Understanding LTT Higher Rates for Trusts and Beneficiaries in Property Purchases

How LTT higher rates apply to bare trusts and certain settlements

For Welsh Land Transaction Tax on additional residential properties, trusts are not all treated the same. In bare trusts and some settlements where a beneficiary has a present right to live in the property for life or receive its income, HMRC-style rules look through the trust and test the beneficiary’s own property position. If the trust is discretionary, the beneficiary’s personal property interests are generally ignored and the trustees are charged at the higher rates.

  • For a bare trust, the beneficiary is usually treated as the real buyer or owner for higher rates purposes, including where a lease is granted.
  • For a settlement where a beneficiary has a right to occupy for life or a right to income, you ask whether that beneficiary would have paid higher rates if they had bought directly.

## Dataset excerpt:
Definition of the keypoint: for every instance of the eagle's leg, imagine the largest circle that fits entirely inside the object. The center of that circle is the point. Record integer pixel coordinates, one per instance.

## Exercise objective:
From the passage above on Land Transaction Tax higher rates for trusts, copy out word for word everything from "How LTT higher" down to "the higher rates.".

## Written reply:
How LTT higher rates apply to bare trusts and certain settlements

For Welsh Land Transaction Tax on additional residential properties, trusts are not all treated the same. In bare trusts and some settlements where a beneficiary has a present right to live in the property for life or receive its income, HMRC-style rules look through the trust and test the beneficiary’s own property position. If the trust is discretionary, the beneficiary’s personal property interests are generally ignored and the trustees are charged at the higher rates.